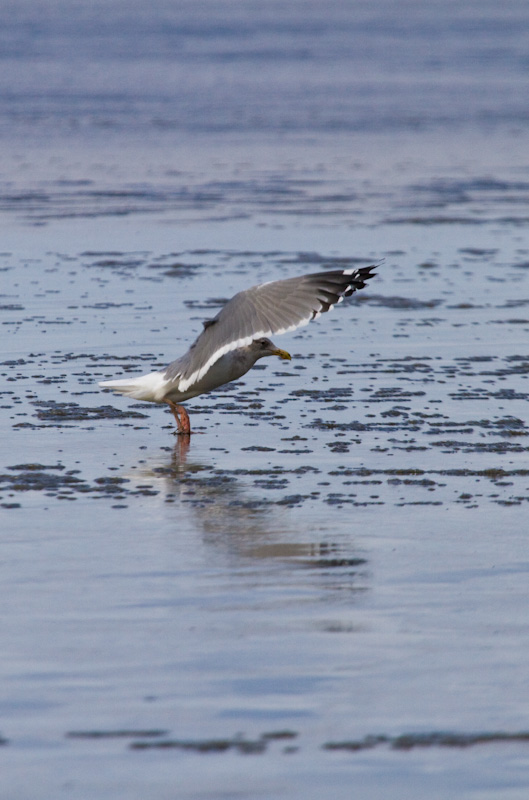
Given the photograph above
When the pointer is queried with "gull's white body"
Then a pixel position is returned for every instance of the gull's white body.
(236, 338)
(155, 388)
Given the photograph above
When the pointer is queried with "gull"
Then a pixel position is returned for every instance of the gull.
(232, 342)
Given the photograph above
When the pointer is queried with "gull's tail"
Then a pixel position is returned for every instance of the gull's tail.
(148, 387)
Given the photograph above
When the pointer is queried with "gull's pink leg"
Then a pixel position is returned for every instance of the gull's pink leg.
(181, 416)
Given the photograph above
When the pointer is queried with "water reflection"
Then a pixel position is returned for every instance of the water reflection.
(248, 527)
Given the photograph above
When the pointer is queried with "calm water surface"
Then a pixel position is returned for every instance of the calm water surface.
(325, 590)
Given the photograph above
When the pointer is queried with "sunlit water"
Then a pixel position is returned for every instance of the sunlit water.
(325, 590)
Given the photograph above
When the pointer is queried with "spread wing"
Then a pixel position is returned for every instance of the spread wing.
(262, 311)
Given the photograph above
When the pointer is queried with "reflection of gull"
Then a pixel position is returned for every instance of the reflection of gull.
(236, 338)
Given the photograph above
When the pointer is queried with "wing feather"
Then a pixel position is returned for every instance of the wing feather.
(264, 310)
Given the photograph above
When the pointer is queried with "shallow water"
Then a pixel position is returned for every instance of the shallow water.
(326, 588)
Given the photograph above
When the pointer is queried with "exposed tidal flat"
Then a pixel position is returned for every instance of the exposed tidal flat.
(323, 591)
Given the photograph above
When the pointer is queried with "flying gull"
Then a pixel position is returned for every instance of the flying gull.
(237, 337)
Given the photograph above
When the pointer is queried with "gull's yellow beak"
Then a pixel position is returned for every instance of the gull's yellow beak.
(282, 354)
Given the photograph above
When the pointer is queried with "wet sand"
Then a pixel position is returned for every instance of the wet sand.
(325, 589)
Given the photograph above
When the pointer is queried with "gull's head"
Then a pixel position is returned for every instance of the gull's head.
(264, 347)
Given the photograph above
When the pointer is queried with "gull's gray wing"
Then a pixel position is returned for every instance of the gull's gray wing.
(262, 311)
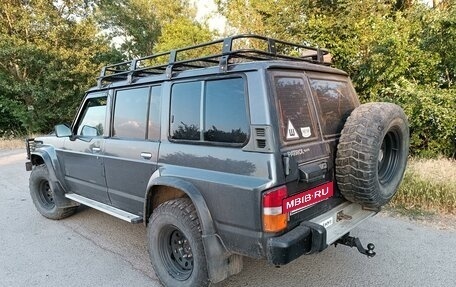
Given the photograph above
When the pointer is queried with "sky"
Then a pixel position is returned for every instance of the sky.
(205, 8)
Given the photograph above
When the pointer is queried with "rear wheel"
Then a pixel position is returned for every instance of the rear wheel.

+++

All lines of the data that hold "rear" need to be copied.

When the pointer is queried with "rear wheel"
Then a pixel position is returned for every instance of the rear wheel.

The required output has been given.